* [Exercise inputs]
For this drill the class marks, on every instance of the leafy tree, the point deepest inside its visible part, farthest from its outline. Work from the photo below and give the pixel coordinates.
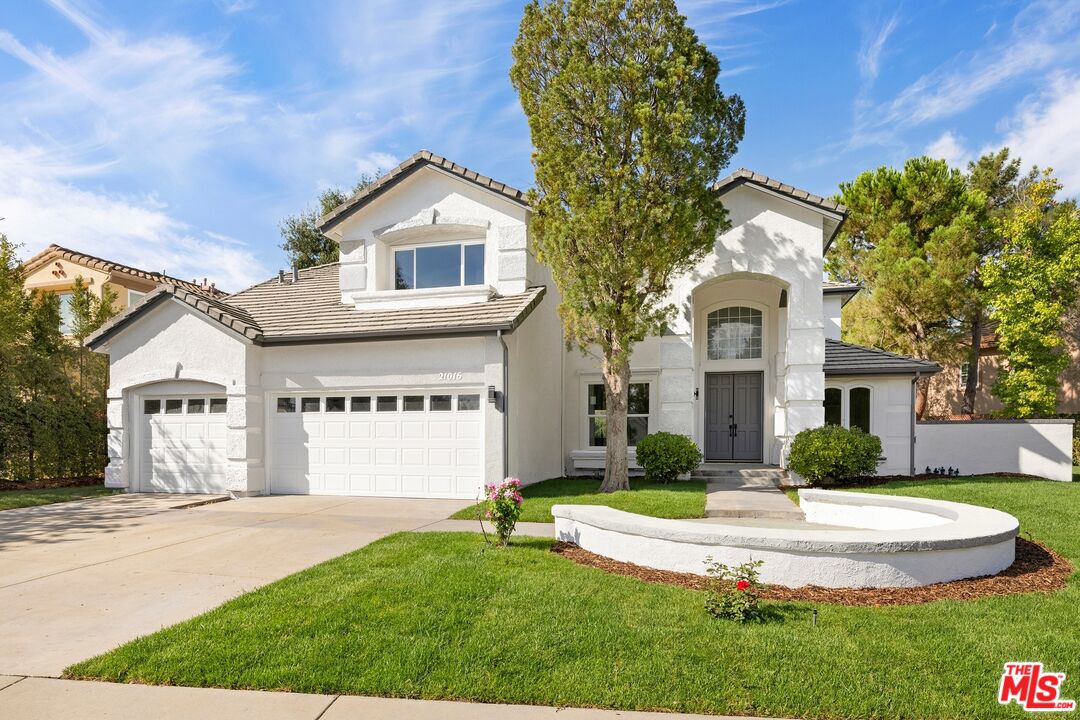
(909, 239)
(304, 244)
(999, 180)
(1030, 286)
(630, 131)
...
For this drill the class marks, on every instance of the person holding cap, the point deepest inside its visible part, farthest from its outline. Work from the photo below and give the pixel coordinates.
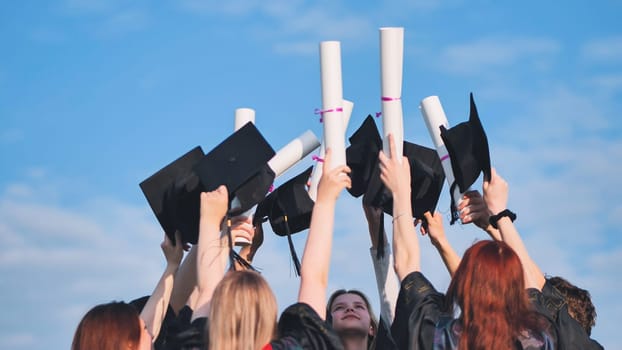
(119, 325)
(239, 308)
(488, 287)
==
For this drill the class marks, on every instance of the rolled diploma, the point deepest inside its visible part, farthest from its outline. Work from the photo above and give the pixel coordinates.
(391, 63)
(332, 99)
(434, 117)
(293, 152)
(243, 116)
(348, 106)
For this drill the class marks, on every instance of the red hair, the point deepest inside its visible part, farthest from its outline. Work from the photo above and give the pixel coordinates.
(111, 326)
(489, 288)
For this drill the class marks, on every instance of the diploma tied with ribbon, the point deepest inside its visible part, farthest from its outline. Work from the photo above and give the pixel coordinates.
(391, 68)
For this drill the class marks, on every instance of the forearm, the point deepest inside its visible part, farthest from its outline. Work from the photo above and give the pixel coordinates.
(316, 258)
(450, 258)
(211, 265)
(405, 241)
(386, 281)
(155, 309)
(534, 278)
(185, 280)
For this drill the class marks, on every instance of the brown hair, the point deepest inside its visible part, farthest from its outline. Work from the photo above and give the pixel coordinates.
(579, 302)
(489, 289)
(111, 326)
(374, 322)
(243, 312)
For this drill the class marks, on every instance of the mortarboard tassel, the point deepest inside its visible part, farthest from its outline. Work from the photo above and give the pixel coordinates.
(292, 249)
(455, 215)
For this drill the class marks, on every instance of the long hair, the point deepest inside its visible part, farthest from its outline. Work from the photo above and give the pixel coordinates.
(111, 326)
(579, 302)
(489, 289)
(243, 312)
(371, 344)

* [Task description]
Collect every line in the data above that contains the word "hair" and copy each one in full.

* [The result]
For this drill the class marks, on every instance of the red hair, the point deepest inside its visible part, farthest from its outline. Work from the photo above and give the pixel coordinates.
For this drill the class marks, on every instance of the brown hair, the point deepest inside its visible part, farthest from its outline. Work from the photo above and give the pixel coordinates.
For this drill the class marks, on every instance of the long hair, the point deepest inside its visible part, farthest from its outline. Work from the photo above and give the pixel coordinates.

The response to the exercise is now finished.